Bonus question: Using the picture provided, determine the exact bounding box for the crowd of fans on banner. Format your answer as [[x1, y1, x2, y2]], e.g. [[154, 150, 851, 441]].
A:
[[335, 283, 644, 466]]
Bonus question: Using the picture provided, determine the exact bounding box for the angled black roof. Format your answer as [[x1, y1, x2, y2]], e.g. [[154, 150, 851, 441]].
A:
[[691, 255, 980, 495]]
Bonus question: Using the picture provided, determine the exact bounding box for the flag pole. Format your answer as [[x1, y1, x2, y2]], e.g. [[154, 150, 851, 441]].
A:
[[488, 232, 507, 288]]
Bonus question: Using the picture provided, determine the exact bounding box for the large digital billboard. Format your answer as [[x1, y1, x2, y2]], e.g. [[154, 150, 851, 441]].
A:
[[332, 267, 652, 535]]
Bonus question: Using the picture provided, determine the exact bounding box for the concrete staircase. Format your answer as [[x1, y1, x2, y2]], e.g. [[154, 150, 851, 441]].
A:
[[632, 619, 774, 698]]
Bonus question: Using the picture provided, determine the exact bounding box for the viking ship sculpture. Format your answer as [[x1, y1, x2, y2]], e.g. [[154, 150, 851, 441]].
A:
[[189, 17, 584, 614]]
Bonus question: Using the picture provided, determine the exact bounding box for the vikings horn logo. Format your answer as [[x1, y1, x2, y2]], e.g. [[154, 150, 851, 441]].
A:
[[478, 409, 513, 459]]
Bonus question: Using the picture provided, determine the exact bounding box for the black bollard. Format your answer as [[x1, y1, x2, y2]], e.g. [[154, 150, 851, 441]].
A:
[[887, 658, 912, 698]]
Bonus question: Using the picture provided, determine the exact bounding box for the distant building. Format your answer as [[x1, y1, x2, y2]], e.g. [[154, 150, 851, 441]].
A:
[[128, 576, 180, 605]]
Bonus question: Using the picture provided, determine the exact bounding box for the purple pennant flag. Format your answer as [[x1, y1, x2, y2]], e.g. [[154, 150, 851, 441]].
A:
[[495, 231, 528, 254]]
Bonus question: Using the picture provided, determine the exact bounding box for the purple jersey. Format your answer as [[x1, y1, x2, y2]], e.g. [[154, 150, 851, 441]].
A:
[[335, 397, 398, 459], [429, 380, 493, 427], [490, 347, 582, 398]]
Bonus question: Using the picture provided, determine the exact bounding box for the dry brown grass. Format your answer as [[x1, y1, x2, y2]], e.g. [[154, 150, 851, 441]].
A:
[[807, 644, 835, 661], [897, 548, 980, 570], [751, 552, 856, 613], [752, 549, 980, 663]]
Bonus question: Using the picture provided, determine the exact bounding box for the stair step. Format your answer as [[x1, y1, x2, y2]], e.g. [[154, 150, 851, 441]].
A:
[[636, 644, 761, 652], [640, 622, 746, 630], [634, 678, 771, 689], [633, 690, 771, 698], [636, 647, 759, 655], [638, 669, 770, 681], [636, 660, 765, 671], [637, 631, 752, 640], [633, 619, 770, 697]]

→ TO DO
Reproduce every line of the records containing the string "flag".

→ ANSWER FOR THIS EXERCISE
Bonus question: Using the picture provided, determine the exact bounding box for the flag pole. Format your answer as [[x1, y1, x2, y2]], e.g. [[154, 150, 851, 441]].
Bonus question: Using the picture provided, determine the exact bounding box for the purple pennant flag. Format your answer as [[x1, y1, x2, y2]], e.g. [[154, 150, 851, 441]].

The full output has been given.